--- TASK INPUTS ---
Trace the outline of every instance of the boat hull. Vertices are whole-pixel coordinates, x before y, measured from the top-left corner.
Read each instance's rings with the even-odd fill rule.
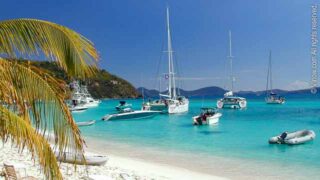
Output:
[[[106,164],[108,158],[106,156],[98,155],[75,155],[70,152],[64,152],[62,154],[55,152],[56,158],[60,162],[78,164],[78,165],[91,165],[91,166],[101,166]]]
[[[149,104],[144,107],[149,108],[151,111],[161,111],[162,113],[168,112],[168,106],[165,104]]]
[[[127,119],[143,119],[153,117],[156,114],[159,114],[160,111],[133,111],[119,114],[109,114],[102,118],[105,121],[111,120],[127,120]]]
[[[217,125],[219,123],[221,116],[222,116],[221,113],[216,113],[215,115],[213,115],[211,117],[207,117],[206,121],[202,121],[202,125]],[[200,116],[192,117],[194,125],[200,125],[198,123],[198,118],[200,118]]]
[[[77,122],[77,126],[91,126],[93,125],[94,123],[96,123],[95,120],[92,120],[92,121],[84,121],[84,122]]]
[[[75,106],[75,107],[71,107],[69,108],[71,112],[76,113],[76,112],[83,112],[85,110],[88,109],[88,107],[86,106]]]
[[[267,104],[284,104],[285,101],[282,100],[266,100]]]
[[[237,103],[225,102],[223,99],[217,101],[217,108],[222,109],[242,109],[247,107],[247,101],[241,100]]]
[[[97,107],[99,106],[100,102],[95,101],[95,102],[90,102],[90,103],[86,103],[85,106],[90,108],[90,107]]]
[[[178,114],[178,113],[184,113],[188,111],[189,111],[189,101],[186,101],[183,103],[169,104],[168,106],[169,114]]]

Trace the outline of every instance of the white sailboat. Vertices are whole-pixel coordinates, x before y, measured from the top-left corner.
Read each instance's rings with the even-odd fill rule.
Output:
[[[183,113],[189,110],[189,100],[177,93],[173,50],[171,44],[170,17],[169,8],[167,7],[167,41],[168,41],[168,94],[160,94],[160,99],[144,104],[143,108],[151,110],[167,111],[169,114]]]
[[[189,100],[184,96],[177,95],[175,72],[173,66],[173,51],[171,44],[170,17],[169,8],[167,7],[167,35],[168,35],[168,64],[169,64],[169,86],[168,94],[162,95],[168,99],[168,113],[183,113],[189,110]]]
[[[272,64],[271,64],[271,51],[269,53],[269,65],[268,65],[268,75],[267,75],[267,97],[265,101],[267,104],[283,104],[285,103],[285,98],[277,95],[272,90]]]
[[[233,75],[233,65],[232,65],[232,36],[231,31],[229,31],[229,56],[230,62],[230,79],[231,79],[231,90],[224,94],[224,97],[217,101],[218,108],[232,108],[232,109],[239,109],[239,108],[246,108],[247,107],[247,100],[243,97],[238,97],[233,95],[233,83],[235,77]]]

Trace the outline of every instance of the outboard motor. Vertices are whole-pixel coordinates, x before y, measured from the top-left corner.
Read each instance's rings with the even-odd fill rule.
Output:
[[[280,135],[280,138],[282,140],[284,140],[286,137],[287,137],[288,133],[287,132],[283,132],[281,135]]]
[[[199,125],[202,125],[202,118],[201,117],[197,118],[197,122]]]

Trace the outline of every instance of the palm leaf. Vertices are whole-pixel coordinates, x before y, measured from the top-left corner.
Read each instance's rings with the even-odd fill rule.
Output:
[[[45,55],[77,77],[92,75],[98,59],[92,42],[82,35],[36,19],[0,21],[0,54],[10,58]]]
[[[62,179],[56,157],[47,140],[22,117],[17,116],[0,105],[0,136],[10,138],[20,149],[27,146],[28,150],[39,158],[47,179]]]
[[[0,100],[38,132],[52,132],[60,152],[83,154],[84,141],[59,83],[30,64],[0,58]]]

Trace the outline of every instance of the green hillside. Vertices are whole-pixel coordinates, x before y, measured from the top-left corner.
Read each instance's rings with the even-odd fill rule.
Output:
---
### INSTRUCTIONS TO FOLLOW
Read the entries and pick out all lines that include the word "whole".

### ANSWER SECTION
Trace the outline of every instance of the boat hull. Vertices are whole-pixel coordinates, x before y, measured from the top-left corner.
Trace the outline of every instance of the white sailboat. Vertices are whole-pixel coordinates, x before y, measured from the top-left corner.
Trace the outline of every instance of the outboard motor. Vertices are whole-pixel coordinates, x before y, measured from the top-left corner.
Trace the outline of every instance of the palm leaf. Vertices are whole-pixel coordinates, x before y, measured from the top-left corner.
Trace the outline of every instance of the green hillside. Vertices are whole-pixel coordinates, x before y, measured from the top-left corner.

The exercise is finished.